## Written exercise 1
Reproduce the part of the book review starting with "The ambiance of" and going on through "of true believers.".

## Excerpted passage
Through the unlikely union of Frings, Westermann and the communist sympathizers in the Community, efforts to alleviate a coming disaster run aground on the usual volatile mix of politics, religion, racism and intolerance. Dystopian or not, Ball distills the essence of society’s most destructive instincts on a fatalistic collision with those of opposing views.
The ambiance of the novel is oppressive: a wet, debilitating heat; the frayed tempers and drunken rants of unhappy men; religious fanaticism in the ranks of the police; and the glory of brutal attacks against the perceived enemies lurking in the Community: “History is written by the victors and news is written by the powerful.” While Frings is upstaged by an ambitious and fanatical young reporter, Westermann seems to lose focus in proportion to the secrets he uncovers in a deeply troubling investigation. In the end, political power and force dominate any attempt at the improvement of the black folks’ chronic and systematic destruction, religious conviction and fear of damnation providing an army of true believers.
Equally depressing and riveting, Ball channels Orwellian nightmares with a Darwinian kicker. Somewhere a warning bell has rung, but it is ignored in a maelstrom of outraged humanity with a need to even the score, any score: “What happened in the City: Grace was devoured by brutishness, utopias by the ignorant.”

## Record extracts

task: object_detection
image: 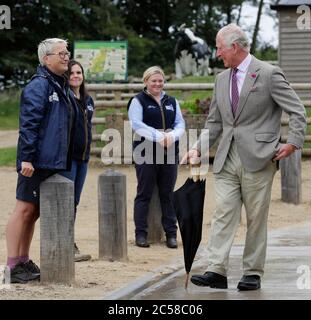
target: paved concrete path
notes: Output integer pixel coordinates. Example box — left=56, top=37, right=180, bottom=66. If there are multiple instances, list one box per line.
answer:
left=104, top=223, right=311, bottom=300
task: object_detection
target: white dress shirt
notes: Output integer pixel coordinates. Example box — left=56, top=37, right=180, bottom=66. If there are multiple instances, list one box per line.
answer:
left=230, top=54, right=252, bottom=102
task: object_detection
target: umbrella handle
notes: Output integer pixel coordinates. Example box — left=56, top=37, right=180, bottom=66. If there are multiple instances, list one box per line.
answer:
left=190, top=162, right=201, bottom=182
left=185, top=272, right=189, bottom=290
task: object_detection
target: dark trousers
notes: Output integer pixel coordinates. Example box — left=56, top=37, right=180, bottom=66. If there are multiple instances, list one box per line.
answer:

==

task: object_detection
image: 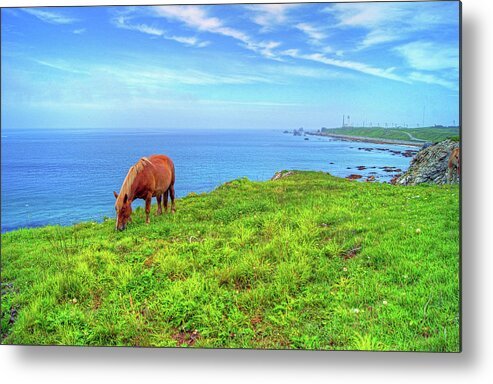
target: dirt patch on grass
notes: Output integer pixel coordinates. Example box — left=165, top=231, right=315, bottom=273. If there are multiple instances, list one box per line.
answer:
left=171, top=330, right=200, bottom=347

## Written exercise 2
Pick out every line of the entries that contains the string "left". Matching is case-sensitive.

## Exercise response 1
The ambiance of the novel is oppressive: a wet, debilitating heat; the frayed tempers and drunken rants of unhappy men; religious fanaticism in the ranks of the police; and the glory of brutal attacks against the perceived enemies lurking in the Community: “History is written by the victors and news is written by the powerful.” While Frings is upstaged by an ambitious and fanatical young reporter, Westermann seems to lose focus in proportion to the secrets he uncovers in a deeply troubling investigation. In the end, political power and force dominate any attempt at the improvement of the black folks’ chronic and systematic destruction, religious conviction and fear of damnation providing an army of true believers.

## Exercise response 2
notes: Output integer pixel coordinates. Example box — left=56, top=37, right=180, bottom=66. If there are multiple instances, list one box per line.
left=104, top=223, right=311, bottom=300
notes: Output integer pixel coordinates. Example box — left=56, top=37, right=180, bottom=66. If there are multiple instances, list one box per line.
left=230, top=54, right=252, bottom=102
notes: Output integer pixel coordinates. Example box — left=56, top=37, right=180, bottom=66. If there are multiple instances, list one box per line.
left=190, top=162, right=201, bottom=182
left=185, top=272, right=189, bottom=290
notes: Output integer pixel coordinates. Example box — left=56, top=37, right=180, bottom=66. If there are multiple instances, list one box per line.
notes: Output integer pixel coordinates. Example box — left=165, top=231, right=315, bottom=273. If there are multiple instances, list one box per line.
left=171, top=330, right=200, bottom=347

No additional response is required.